[Image point annotation entries]
──────────────────────────────
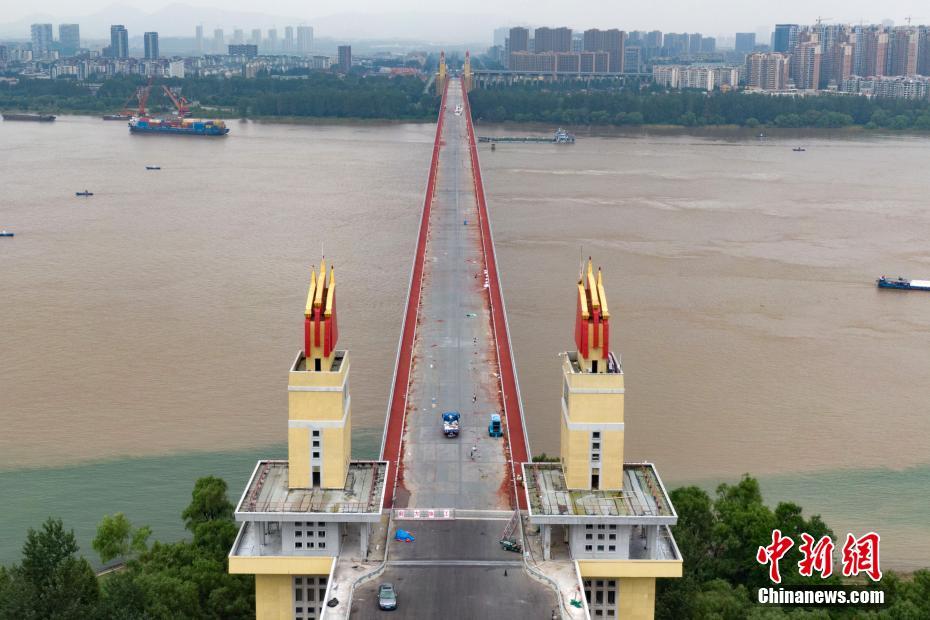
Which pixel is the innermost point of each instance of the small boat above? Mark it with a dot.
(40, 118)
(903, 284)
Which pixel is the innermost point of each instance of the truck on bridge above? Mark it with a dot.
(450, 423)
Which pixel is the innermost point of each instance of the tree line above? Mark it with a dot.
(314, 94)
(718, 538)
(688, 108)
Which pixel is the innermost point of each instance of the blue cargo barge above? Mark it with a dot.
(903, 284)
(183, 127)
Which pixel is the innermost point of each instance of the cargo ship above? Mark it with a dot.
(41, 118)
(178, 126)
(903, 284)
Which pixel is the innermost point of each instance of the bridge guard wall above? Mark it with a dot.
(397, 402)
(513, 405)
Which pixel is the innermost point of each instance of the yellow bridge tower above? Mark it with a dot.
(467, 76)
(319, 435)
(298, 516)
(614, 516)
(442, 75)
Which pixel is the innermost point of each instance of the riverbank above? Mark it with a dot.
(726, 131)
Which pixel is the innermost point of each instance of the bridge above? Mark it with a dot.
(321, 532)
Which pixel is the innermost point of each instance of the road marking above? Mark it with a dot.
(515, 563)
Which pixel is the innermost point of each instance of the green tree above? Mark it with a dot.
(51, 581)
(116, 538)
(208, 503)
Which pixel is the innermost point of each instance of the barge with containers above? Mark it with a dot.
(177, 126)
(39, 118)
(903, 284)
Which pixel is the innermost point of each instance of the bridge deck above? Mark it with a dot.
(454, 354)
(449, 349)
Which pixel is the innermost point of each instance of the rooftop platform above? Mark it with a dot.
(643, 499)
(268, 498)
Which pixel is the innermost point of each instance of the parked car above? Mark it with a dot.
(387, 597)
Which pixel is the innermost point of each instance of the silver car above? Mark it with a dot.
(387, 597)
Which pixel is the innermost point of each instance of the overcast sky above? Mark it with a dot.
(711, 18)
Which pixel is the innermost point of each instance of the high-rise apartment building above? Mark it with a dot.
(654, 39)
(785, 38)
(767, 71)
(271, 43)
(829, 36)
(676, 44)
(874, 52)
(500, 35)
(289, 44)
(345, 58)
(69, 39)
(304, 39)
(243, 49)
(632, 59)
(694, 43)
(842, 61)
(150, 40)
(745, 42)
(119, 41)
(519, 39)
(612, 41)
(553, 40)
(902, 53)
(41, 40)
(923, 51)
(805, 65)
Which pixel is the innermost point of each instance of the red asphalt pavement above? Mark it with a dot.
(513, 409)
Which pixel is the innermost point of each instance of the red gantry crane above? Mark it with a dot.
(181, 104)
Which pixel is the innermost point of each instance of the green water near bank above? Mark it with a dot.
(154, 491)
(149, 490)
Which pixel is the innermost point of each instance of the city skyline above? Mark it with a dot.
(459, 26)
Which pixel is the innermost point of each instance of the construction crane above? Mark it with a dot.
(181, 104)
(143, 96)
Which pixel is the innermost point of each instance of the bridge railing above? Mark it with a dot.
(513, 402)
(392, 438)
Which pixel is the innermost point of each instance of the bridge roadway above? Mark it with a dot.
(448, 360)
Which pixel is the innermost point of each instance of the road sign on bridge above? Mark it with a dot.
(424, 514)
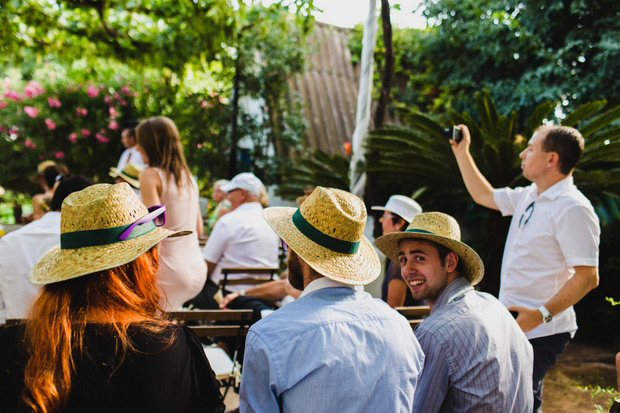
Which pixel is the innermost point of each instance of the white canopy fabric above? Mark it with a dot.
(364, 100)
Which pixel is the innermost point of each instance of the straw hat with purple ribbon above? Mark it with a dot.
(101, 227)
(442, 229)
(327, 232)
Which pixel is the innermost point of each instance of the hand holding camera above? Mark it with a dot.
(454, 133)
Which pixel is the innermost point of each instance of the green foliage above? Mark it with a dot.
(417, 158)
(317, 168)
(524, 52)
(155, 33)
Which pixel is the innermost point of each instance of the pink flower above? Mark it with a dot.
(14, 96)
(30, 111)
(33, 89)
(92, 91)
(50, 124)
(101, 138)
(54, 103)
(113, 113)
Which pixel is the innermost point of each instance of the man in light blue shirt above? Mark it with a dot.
──────────────────────────────
Please copy every line above word for word, leaving out the pictures.

_Solution to the problem:_
Which pixel is the innermost point of each instance of the small boat above? Mark it with a dot.
(40, 118)
(903, 284)
Which pixel is the innermost point of each instance of the truck on bridge above? Mark it with a dot.
(450, 423)
Which pixel is the innermost point of each instance of the tree line above? Mark it with a dot.
(314, 94)
(718, 538)
(688, 108)
Which pixel is the innermost point of each instance of the blue cargo barge above? Mark it with a dot.
(903, 284)
(183, 127)
Which pixel is the innermost point of each instance of the cargo ship above? Mark it with a dot.
(41, 118)
(178, 126)
(903, 284)
Which pixel is the innermost point of each instance of the bridge guard wall above? Mark it with a dot.
(397, 402)
(513, 405)
Which pixel is the innermost point of each instance of the yellow bridge tower above? Mark it with a dot.
(467, 76)
(319, 435)
(298, 516)
(614, 516)
(442, 75)
Which pixel is the innermost point of each instance of the riverbank above? Mark it with a dot.
(726, 131)
Which pixel is the innermost point of each instance of the bridge above? Mark it with a dot.
(321, 532)
Which pixel is the innermost point of each instance of the road marking above? Mark it with a dot.
(515, 563)
Which pixel is the innermost point of each instance of the green tree above? Mark it with a dot.
(51, 581)
(116, 538)
(208, 503)
Which pixel is the innermost point of each instance of the barge with containers above? Mark it with a dot.
(177, 126)
(39, 118)
(903, 284)
Which pixel is the innermost point of each instance of the bridge deck above? Mark it with a dot.
(454, 354)
(449, 349)
Which pixel is the innermost point of each instance of the rooftop platform above? Mark it with a dot.
(643, 499)
(268, 498)
Which pixel is the innermost point of each instance of the parked car above? Mark it with a dot.
(387, 597)
Which pixel is the innermost point of each instance of the silver car above? Mark it with a dot.
(387, 597)
Which pixel is the innermost point of each instance of the overcast sky above? Mark it with a dot.
(711, 18)
Which pixel is the innermost point of each instance of the high-rise apartment building above? Mark it with a dot.
(654, 39)
(785, 38)
(767, 71)
(271, 43)
(829, 36)
(676, 44)
(874, 52)
(500, 35)
(289, 44)
(345, 58)
(69, 39)
(304, 39)
(243, 49)
(632, 59)
(694, 43)
(842, 61)
(150, 40)
(745, 42)
(119, 41)
(519, 39)
(612, 41)
(553, 40)
(902, 53)
(41, 40)
(923, 51)
(805, 65)
Which pixel is the innermost point of each instance of the red asphalt pavement above? Mark it with a dot.
(513, 409)
Which pixel is the innermost point of each instance of the red gantry crane above? Mark it with a dot.
(181, 104)
Which pixel is the innermost point of each instance of the green water near bank above? Mark it with a dot.
(154, 491)
(149, 490)
Which pixel is the innermost point of each instance of the city skyline above? Mark it with a dot.
(459, 26)
Which pixel is the innermost point of each instance of the construction crane above? Mark it with a dot.
(181, 104)
(143, 96)
Which pixel is the innermost point of each instance of the bridge railing above? Mark it with a dot.
(513, 402)
(392, 438)
Which pixel is the innermost point of each instance of the bridge roadway above? Mark it with a dot.
(448, 360)
Which pixel is the innermost point of each instance of the road sign on bridge above? Mark it with a dot.
(424, 514)
Which pixel is the innermost point of each instance of the white canopy fabric above? Mark it with a dot.
(364, 100)
Which pixel is the innermost point of each instance of the straw hat with purple ribbon above? Mark it with a dot.
(101, 227)
(442, 229)
(327, 232)
Which pixel is the innermost point of each instance of the hand holding camera above? Mark it with a dot.
(454, 133)
Which pixel is the innermost point of each instance of the green foliage above? Mark it with a dot.
(417, 158)
(317, 168)
(524, 52)
(155, 33)
Which pixel is the innermost point of each instance of the pink flower above? Mark it with a dot.
(14, 96)
(30, 111)
(33, 89)
(92, 91)
(50, 124)
(101, 138)
(54, 103)
(113, 113)
Which pixel is the innermost point of each instance of the man in light blue shirt above? Mark it with a dot.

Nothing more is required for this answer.